● **SUPPLIED ENTRIES**
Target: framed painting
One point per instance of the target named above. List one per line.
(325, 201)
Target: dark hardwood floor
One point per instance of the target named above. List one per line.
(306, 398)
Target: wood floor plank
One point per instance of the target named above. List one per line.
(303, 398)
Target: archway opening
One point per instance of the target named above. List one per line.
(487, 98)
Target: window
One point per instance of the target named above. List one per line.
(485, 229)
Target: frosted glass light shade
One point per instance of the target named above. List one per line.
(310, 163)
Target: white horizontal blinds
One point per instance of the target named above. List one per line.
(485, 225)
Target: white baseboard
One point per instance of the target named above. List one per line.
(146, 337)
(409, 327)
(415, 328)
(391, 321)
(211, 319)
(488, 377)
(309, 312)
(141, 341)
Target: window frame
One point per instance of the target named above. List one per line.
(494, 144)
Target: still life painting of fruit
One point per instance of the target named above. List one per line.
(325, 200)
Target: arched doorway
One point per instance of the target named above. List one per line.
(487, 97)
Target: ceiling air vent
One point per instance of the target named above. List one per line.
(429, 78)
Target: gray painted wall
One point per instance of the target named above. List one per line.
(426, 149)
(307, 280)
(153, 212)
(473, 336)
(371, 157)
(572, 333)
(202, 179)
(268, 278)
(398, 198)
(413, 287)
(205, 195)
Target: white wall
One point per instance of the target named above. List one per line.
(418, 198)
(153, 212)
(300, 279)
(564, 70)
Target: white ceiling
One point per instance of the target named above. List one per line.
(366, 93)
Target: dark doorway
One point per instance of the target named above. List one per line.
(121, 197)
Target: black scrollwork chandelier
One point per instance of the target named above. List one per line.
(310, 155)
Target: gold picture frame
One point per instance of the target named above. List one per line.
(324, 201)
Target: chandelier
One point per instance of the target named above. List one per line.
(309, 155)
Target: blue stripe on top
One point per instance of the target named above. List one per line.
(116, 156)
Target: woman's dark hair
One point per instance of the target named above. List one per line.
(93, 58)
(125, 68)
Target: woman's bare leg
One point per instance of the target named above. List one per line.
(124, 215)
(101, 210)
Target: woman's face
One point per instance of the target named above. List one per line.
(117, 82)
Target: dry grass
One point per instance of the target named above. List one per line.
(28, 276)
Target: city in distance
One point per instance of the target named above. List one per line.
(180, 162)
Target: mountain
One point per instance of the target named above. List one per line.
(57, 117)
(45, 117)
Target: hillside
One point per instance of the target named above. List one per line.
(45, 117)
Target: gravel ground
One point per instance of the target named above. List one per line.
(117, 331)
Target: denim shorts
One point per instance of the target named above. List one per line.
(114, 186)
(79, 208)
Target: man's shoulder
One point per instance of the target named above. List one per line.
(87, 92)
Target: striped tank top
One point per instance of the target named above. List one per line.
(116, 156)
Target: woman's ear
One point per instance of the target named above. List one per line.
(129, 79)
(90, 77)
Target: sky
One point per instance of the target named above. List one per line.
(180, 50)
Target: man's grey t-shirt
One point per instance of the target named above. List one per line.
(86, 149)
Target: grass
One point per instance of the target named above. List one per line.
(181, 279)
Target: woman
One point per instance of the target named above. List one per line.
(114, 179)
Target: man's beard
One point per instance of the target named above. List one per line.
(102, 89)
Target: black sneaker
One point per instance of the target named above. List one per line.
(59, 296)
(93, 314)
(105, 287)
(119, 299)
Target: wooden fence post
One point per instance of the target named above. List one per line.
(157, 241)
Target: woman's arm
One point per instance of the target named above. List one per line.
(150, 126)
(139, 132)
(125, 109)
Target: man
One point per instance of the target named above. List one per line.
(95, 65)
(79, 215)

● **WHAT YOU SHOULD DO**
Find the line that contains "Target: man's beard" in the listing above. Retype it and every line after it up to the last, exactly, and nothing else.

● **EXERCISE ANSWER**
Target: man's beard
One point per instance of the target named above. List one per line.
(102, 89)
Target: black sneaker
One point per instance of the target named above. List one per line.
(59, 296)
(93, 314)
(105, 287)
(119, 299)
Target: wooden fence post
One point per instance of the target named above. List one per line.
(157, 241)
Target: woman's arm
One point per instance of the target named above. List one per line.
(150, 126)
(139, 132)
(125, 109)
Target: man
One point per instance of the target named above. List one per line.
(95, 65)
(79, 215)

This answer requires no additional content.